▸ **DATA**
==================================================

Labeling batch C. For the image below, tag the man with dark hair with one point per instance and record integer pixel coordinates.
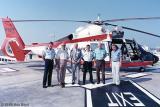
(115, 63)
(88, 56)
(48, 57)
(100, 55)
(62, 56)
(76, 56)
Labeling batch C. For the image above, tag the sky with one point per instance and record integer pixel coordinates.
(79, 10)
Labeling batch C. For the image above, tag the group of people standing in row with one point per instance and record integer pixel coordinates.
(77, 57)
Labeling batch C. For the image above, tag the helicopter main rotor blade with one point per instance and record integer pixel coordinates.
(128, 28)
(130, 19)
(50, 21)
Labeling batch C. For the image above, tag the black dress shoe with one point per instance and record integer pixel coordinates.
(50, 85)
(44, 86)
(92, 82)
(62, 85)
(73, 83)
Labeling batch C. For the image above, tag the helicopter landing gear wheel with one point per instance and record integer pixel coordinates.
(141, 69)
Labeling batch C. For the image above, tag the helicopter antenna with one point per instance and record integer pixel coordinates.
(98, 17)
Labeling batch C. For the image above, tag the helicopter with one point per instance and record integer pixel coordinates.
(92, 33)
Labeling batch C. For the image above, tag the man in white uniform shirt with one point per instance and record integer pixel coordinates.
(76, 56)
(116, 62)
(48, 56)
(62, 57)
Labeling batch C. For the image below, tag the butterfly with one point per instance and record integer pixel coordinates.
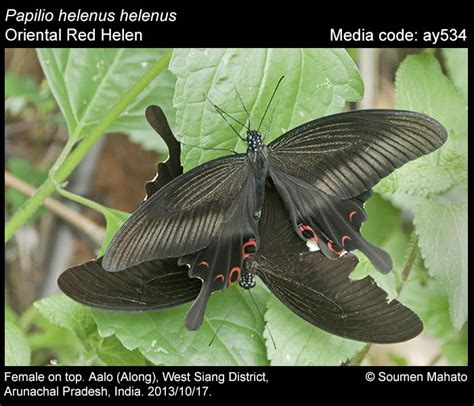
(322, 170)
(259, 232)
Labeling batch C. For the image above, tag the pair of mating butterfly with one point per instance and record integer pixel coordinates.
(289, 212)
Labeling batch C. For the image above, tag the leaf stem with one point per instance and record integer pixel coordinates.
(70, 162)
(90, 228)
(412, 257)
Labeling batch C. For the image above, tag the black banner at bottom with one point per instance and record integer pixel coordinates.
(143, 383)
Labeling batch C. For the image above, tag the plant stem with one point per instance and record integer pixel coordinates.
(412, 257)
(90, 228)
(70, 162)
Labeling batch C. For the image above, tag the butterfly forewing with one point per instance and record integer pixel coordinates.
(219, 265)
(152, 285)
(345, 154)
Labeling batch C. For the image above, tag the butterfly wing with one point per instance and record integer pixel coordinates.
(333, 224)
(180, 218)
(345, 154)
(319, 290)
(152, 285)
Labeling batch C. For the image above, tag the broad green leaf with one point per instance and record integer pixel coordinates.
(365, 268)
(382, 215)
(442, 232)
(163, 339)
(427, 298)
(50, 343)
(87, 82)
(149, 141)
(317, 82)
(300, 343)
(17, 350)
(421, 86)
(112, 352)
(456, 63)
(455, 349)
(68, 314)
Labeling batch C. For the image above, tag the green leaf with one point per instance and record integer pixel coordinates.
(365, 268)
(455, 349)
(149, 141)
(50, 343)
(86, 82)
(113, 218)
(17, 350)
(427, 298)
(163, 339)
(68, 314)
(300, 343)
(317, 82)
(421, 86)
(10, 315)
(442, 232)
(456, 63)
(112, 352)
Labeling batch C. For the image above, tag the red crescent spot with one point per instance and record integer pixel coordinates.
(329, 244)
(232, 271)
(252, 243)
(351, 214)
(344, 238)
(309, 228)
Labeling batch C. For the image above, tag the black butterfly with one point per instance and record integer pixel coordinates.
(219, 213)
(323, 171)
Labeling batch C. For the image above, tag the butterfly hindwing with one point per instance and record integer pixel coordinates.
(171, 168)
(180, 218)
(345, 154)
(152, 285)
(319, 289)
(219, 265)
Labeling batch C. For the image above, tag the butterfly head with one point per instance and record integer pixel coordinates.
(254, 141)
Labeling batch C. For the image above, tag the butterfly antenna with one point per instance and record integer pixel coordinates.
(224, 114)
(261, 315)
(222, 322)
(270, 102)
(270, 126)
(210, 149)
(245, 108)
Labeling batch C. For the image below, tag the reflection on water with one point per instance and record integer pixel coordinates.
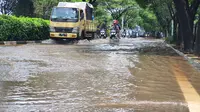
(133, 75)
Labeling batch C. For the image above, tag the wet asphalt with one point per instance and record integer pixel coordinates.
(129, 75)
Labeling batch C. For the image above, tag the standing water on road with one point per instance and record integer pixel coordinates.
(132, 75)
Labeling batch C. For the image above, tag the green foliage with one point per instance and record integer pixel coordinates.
(23, 28)
(24, 8)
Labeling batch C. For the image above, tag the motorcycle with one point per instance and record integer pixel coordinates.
(103, 34)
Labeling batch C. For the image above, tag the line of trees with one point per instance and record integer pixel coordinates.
(184, 14)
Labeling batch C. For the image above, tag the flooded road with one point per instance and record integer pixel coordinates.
(132, 75)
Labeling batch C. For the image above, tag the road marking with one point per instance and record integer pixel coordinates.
(189, 92)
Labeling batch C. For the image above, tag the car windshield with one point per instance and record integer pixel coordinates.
(64, 14)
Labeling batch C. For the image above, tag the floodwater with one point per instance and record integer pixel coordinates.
(132, 75)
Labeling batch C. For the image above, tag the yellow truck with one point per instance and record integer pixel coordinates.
(72, 20)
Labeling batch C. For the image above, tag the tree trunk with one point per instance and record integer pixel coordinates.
(179, 37)
(184, 21)
(197, 45)
(175, 31)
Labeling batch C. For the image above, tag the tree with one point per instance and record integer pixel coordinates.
(7, 6)
(24, 8)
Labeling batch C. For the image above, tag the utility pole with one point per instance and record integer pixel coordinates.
(122, 22)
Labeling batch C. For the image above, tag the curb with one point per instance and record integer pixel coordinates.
(18, 42)
(193, 62)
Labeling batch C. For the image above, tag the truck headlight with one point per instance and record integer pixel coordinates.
(52, 29)
(75, 30)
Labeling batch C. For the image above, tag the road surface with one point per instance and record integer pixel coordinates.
(132, 75)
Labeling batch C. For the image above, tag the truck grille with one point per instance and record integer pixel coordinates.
(63, 30)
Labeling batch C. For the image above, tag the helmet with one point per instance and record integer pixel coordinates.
(115, 22)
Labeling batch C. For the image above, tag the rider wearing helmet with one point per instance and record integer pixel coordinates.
(117, 27)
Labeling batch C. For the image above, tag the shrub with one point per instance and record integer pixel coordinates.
(23, 28)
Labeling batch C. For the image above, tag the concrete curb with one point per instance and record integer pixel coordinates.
(193, 62)
(18, 42)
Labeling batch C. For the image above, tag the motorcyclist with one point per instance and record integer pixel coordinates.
(117, 27)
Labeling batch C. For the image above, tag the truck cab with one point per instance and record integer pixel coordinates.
(72, 20)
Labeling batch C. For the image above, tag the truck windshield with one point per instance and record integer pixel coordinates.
(61, 14)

==================================================

▸ **TASK DESCRIPTION**
Skipping the pictures, transcribe each line above exactly as it appears.

▸ **YOUR RESPONSE**
Labeling batch C. For the image below, tag the man with dark hair with one point per instance and record integer pixel coordinates.
(115, 63)
(88, 56)
(48, 57)
(100, 55)
(62, 56)
(76, 56)
Labeling batch C. For the image above, tag the sky with one point per instance and record integer pixel coordinates.
(79, 10)
Labeling batch C. For the image above, tag the group of people standing in row with one point per instance and record integer pixel coordinates.
(77, 57)
Labeling batch C. For the image above, tag the helicopter main rotor blade with one point per instance and record integer pixel coordinates.
(128, 28)
(130, 19)
(50, 21)
Labeling batch C. For the image above, tag the black dress shoe with one point per instance and record integer pixel coordinates.
(50, 85)
(44, 86)
(92, 82)
(62, 85)
(73, 83)
Labeling batch C. For the image above, tag the helicopter landing gear wheel with one point per instance and record integer pixel coordinates.
(141, 69)
Labeling batch C. For the image above, tag the helicopter antenna with one point per instance and record integer pixel coordinates.
(98, 17)
Labeling batch C. For the image above, tag the helicopter with one point per instance and record integer pixel coordinates.
(92, 33)
Labeling batch C. For the image above, tag the man in white uniform shirt with one point per instance and record integer pixel coordinates.
(76, 56)
(116, 62)
(48, 56)
(62, 57)
Labeling batch C. For the image below, tag the butterfly with one point per instance and record integer pixel coordinates.
(322, 170)
(259, 232)
Labeling batch C. For the image above, tag the pair of mating butterfly with one point per instance and record integer pixel coordinates.
(289, 212)
Labeling batch C. For the image above, tag the leaf stem with one point per instance and record integer pixel coordinates.
(70, 162)
(90, 228)
(412, 257)
Labeling batch C. For the image above, tag the black banner at bottom with one point per instance and record integer pixel coordinates.
(143, 383)
Labeling batch C. For the image above, tag the plant stem with one point per instance and record integer pixel coordinates.
(412, 257)
(90, 228)
(70, 162)
Labeling batch C. For the image above, tag the butterfly forewing with one point per instance and record integer pixel coordinates.
(219, 265)
(152, 285)
(345, 154)
Labeling batch C. For the image above, tag the butterfly wing with one point per instance and record integer pixel coordinates.
(333, 224)
(180, 218)
(345, 154)
(319, 290)
(152, 285)
Labeling batch C. For the image above, tag the broad green leaf with one point per instance and record integer pixel coordinates.
(365, 268)
(382, 215)
(442, 232)
(163, 339)
(427, 298)
(50, 343)
(87, 82)
(149, 141)
(317, 82)
(300, 343)
(17, 350)
(421, 86)
(112, 352)
(456, 63)
(455, 349)
(68, 314)
Labeling batch C. For the image above, tag the green leaf with one point per instance and record integer pixel coordinates.
(365, 268)
(455, 349)
(149, 141)
(50, 343)
(86, 82)
(113, 218)
(17, 350)
(427, 298)
(163, 339)
(68, 314)
(300, 343)
(317, 82)
(421, 86)
(10, 315)
(442, 232)
(456, 63)
(112, 352)
Labeling batch C. For the image above, tag the red crescent spot with one point per instance and record integer pixel coordinates.
(329, 244)
(232, 271)
(252, 243)
(351, 214)
(344, 238)
(309, 228)
Labeling batch C. For the image above, tag the black butterfly with one point per instance and record integer pixel coordinates.
(219, 213)
(323, 171)
Labeling batch C. For the image above, tag the butterfly hindwing with one point per instance and record integer pixel coordinates.
(171, 168)
(180, 218)
(345, 154)
(152, 285)
(319, 289)
(219, 265)
Labeling batch C. For the image above, tag the butterfly head with one point per instance and record integer pixel coordinates.
(254, 141)
Labeling batch C. For the image above, tag the butterfly antenna with one point per instance and record integer pixel coordinates.
(224, 114)
(261, 315)
(222, 322)
(270, 102)
(270, 126)
(210, 149)
(245, 108)
Labeling batch C. For the image below, tag the reflection on water with one point per instance and record integer pixel coordinates.
(133, 75)
Labeling batch C. For the image above, tag the wet asphalt with one point per instance and record integer pixel coordinates.
(129, 75)
Labeling batch C. For the image above, tag the standing water on road with one point per instance and record integer pixel coordinates.
(132, 75)
Labeling batch C. For the image above, tag the green foliage with one point per instance and record integer pixel coordinates.
(23, 28)
(24, 8)
Labeling batch C. For the image above, tag the motorcycle with one point per instance and record integer pixel coordinates.
(103, 34)
Labeling batch C. For the image above, tag the line of trees with one point per instance and record integer pixel coordinates.
(184, 14)
Labeling batch C. For the image above, tag the flooded road with one point per instance and record integer pixel coordinates.
(132, 75)
Labeling batch C. For the image above, tag the road marking with one point per instance and record integer pixel coordinates.
(189, 92)
Labeling batch C. For the image above, tag the car windshield with one point per instance and record integer pixel coordinates.
(64, 14)
Labeling batch C. For the image above, tag the floodwater with one point per instance and record integer pixel coordinates.
(132, 75)
Labeling batch C. For the image above, tag the yellow truck with one point per instance and record integer pixel coordinates.
(72, 20)
Labeling batch C. For the image above, tag the tree trunk with one point per instance and record integer pixel coordinates.
(179, 37)
(184, 21)
(197, 45)
(175, 31)
Labeling batch C. For the image above, tag the tree with one point per instance and record integer pixel coordinates.
(7, 6)
(24, 8)
Labeling batch C. For the image above, tag the utility pole with one point per instance and record integer pixel coordinates.
(122, 22)
Labeling batch C. For the image above, tag the curb with one point per instance and record integer pixel coordinates.
(18, 42)
(193, 62)
Labeling batch C. For the image above, tag the truck headlight with one point per instance and record integer pixel coordinates.
(52, 29)
(75, 30)
Labeling batch C. For the image above, tag the road surface with one point per instance and record integer pixel coordinates.
(132, 75)
Labeling batch C. For the image above, tag the truck grille with one point per instance and record integer pixel coordinates.
(63, 30)
Labeling batch C. For the image above, tag the helmet with one point per instance and record integer pixel coordinates.
(115, 22)
Labeling batch C. For the image above, tag the rider wearing helmet with one point per instance and record integer pixel coordinates.
(117, 27)
Labeling batch C. For the image above, tag the shrub with one point per instance and record integer pixel coordinates.
(23, 28)
Labeling batch C. For the image above, tag the concrete curb with one point per instance and record integer pixel coordinates.
(193, 62)
(18, 42)
Labeling batch C. For the image above, tag the motorcyclist with one point per instance and record integer pixel coordinates.
(117, 27)
Labeling batch C. For the image above, tag the truck cab with one point per instance and record integer pixel coordinates.
(72, 20)
Labeling batch C. For the image above, tag the truck windshield with one point per instance and record integer pixel coordinates.
(61, 14)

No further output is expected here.